SHORT TASK. Find every line in the data below that contains the word "hair" and copy each of those lines.

INFORMATION SUPPLIED.
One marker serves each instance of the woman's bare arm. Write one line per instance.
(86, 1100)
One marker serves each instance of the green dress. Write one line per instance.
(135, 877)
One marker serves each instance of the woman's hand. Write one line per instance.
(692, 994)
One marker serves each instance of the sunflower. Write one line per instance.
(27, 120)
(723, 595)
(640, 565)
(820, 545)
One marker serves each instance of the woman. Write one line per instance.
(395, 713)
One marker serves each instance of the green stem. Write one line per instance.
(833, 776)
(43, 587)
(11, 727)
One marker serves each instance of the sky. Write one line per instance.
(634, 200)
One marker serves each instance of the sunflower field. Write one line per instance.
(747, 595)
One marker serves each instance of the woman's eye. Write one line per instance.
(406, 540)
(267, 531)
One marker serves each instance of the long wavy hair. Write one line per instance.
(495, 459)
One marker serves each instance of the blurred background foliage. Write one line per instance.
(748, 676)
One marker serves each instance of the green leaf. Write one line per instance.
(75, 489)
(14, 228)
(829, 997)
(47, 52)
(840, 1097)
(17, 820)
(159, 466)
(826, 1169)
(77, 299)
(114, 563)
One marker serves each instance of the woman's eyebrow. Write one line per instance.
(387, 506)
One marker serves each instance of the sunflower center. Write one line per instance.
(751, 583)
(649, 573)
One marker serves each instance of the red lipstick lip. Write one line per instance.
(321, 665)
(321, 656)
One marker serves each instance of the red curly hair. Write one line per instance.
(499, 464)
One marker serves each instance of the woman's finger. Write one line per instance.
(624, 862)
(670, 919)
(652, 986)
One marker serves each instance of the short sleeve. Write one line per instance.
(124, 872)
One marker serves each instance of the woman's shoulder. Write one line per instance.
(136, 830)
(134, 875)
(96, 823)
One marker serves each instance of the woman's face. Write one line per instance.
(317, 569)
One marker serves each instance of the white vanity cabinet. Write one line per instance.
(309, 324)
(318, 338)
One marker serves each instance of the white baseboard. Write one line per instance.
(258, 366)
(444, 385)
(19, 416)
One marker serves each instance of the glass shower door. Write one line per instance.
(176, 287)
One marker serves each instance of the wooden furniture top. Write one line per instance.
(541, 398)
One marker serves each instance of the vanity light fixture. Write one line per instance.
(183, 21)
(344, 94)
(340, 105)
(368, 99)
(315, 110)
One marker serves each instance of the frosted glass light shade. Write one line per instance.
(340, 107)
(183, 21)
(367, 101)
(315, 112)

...

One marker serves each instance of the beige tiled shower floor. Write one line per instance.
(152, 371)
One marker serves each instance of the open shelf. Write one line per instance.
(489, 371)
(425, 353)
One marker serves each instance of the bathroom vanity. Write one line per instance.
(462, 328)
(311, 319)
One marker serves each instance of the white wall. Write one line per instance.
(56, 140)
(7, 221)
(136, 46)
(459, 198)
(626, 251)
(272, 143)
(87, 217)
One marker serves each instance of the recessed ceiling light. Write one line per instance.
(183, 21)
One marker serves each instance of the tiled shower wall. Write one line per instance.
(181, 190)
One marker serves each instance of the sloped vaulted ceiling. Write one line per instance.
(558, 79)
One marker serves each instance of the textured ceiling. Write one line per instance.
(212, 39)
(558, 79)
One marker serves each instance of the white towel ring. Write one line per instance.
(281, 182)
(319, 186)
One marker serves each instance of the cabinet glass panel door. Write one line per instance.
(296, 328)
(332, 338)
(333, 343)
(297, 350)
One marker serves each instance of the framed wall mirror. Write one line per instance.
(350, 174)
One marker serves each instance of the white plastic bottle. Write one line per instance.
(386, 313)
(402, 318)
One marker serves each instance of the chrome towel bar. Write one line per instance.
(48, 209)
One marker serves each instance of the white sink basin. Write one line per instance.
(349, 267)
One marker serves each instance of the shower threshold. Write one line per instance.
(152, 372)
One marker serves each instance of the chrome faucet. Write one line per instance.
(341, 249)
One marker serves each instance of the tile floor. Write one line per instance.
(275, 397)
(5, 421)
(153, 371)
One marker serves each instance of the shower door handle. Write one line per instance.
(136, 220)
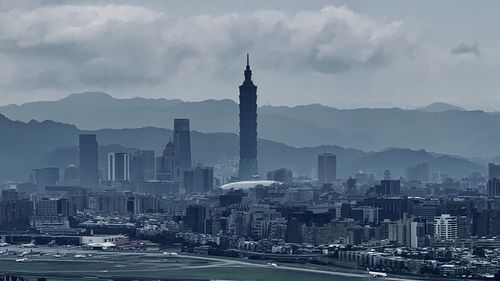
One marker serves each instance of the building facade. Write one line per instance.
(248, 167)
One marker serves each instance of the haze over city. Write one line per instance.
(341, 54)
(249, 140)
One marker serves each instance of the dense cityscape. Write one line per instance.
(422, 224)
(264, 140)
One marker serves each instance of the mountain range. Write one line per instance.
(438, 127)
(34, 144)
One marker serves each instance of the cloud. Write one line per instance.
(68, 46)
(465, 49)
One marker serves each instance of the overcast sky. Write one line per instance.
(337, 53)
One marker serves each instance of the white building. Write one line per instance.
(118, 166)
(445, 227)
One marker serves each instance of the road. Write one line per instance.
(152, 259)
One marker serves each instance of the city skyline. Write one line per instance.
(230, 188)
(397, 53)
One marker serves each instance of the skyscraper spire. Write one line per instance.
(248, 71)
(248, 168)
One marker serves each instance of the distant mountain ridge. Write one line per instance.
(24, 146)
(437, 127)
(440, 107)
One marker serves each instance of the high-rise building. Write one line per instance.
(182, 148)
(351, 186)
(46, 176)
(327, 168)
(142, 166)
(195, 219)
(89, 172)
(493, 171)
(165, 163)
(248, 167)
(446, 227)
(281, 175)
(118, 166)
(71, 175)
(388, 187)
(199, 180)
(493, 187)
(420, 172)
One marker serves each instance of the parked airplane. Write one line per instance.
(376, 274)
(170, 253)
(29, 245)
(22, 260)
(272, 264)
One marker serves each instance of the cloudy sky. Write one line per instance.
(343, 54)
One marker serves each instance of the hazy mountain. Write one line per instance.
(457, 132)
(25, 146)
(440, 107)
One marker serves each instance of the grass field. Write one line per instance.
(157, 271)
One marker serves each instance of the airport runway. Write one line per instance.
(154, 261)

EXPECTED OUTPUT.
One marker serves each instance of the long wavy hair. Write one line per instance.
One marker serves each instance of the red curly hair. Write one line per instance.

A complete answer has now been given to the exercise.